## PASSAGE TO READ

○ ○ ○ ○

Your neutral pressures are better, front is good and rear is lower end of range, any chance you have aftermarket coils or packers? At this stage I think we are past blaming neutral pressures for your lack of damping. Height at 19.5 and 20" is in line with expectations. There is a procedure (posted severla weeks ago under heading of "AHC fsm") to specifically measure between the axle c/l and suspension bolt centers which will give you heights down to the millimeter, but 19.5" and 20" hub c/l to fender is rough enough at this stage. Your selector switch is reporting correctly through techstream. Not sure about the damper test you did and any differences in JDM vehicles. I've attached the US market procedure were you short Ts and E1 of DLC1 (under the hood). 1 is softest 16 is hardest. I can't honestly detect 16 incremental steps of firmness, but if everything is working you will easily tell the difference between soft, harder and really firm. I know you replaced your 4x globes initially and now is a good time to confirm they are still serviceable by checking the number of grads between L and H. They could have failed due to contaminated fluid or a manufacturing defect. Check they are still functional, at 2 years old you should have maybe 11 or 12 grads at least, if 14 grads is/was new. Being aftermarket units do you know what their initial charge/volume ratio compared to OEM is, some vendors state they can tailor charge pressure to clients needs. If you can't get any damping response in the manual test then its another nail in the coffin for failed damper actuators. You could try running a can of fresh fluid through the system and set the damper switch to softest and hit some roughs to see if it frees anything up. Cheaper than $2k for damper actuators. Good luck.

○ ○ ○ ○

## RECORDED DATA
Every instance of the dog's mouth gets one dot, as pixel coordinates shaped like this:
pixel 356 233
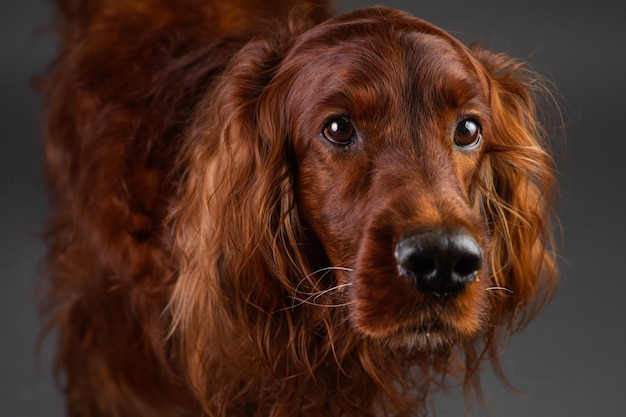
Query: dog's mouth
pixel 428 335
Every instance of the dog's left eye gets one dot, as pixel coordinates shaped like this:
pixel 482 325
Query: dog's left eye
pixel 468 133
pixel 339 131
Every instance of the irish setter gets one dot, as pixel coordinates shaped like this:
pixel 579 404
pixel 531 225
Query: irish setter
pixel 263 211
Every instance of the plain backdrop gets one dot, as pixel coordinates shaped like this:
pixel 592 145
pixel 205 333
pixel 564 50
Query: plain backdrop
pixel 569 361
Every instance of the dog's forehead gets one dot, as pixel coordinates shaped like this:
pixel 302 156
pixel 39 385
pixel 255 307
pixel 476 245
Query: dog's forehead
pixel 380 44
pixel 379 60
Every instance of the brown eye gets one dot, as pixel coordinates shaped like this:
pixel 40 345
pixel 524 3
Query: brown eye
pixel 339 131
pixel 467 133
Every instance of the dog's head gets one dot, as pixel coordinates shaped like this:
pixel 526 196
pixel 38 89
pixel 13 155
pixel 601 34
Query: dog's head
pixel 370 169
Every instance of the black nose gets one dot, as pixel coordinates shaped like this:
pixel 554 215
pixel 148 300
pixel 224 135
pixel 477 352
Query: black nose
pixel 439 262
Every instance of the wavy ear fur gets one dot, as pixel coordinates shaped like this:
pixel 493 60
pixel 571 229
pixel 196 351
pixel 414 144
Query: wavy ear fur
pixel 236 204
pixel 515 192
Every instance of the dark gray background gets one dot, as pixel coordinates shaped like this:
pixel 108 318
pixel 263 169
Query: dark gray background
pixel 569 362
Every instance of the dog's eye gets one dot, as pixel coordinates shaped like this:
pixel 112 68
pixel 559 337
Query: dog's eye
pixel 339 131
pixel 467 133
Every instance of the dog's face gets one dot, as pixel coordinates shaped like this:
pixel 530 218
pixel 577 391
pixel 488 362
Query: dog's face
pixel 388 125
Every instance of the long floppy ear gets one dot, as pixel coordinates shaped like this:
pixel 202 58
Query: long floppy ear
pixel 235 224
pixel 515 192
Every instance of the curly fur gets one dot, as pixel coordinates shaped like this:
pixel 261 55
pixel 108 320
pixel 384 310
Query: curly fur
pixel 211 254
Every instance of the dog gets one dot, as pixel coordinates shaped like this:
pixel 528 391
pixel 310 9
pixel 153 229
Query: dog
pixel 262 210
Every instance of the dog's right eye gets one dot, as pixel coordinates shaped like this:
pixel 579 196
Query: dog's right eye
pixel 339 131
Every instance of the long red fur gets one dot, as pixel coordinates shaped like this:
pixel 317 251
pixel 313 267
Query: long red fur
pixel 211 254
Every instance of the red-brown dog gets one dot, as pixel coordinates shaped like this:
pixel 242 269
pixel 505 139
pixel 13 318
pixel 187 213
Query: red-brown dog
pixel 306 217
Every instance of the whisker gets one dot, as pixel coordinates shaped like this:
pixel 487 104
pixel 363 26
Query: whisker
pixel 499 289
pixel 311 298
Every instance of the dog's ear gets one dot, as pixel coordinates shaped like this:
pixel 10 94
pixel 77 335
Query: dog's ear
pixel 516 190
pixel 235 220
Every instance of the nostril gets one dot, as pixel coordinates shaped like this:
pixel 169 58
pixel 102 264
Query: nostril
pixel 421 265
pixel 439 262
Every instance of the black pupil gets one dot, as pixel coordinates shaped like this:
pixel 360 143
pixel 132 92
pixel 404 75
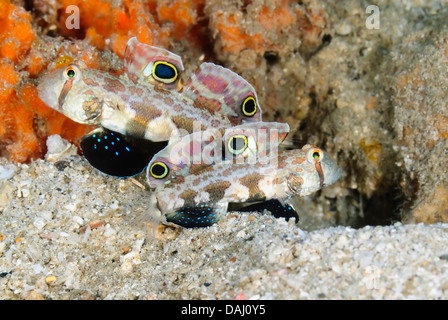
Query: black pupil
pixel 164 71
pixel 249 106
pixel 158 170
pixel 238 144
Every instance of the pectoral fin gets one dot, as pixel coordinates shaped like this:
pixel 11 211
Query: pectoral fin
pixel 278 209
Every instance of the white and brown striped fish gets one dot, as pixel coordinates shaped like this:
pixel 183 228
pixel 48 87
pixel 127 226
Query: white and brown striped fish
pixel 200 198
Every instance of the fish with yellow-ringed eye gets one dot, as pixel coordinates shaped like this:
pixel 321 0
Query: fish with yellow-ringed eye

○ ○ ○ ○

## TASKS AND EXERCISES
1. From the suspension post, list the levels of firmness that it says you will easily tell apart if everything is working.
2. Answer these from the suspension post, one line each:
(a) What hub-to-fender heights does it give?
(b) Where is DLC1 located?
(c) What price does it give for damper actuators?

## PER-TASK OUTPUTS
1.
soft
harder
really firm

2.
(a) 19.5" and 20"
(b) Under the hood
(c) $2k